*PROBLEM DETAILS*. Could each entry below be printed again exactly as given?

━━━━━ GIVEN DATA

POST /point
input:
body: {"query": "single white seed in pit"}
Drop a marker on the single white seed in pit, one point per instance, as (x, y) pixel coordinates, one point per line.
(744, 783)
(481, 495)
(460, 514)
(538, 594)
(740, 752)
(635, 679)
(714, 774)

━━━━━━━━━━

*ANSWER TO THE PROBLEM*.
POST /point
input:
body: {"query": "single white seed in pit"}
Drop a marker on the single white seed in pit, one point per instance, as (x, y) pixel coordinates, one point per line.
(744, 783)
(481, 495)
(460, 514)
(538, 594)
(740, 752)
(635, 679)
(714, 774)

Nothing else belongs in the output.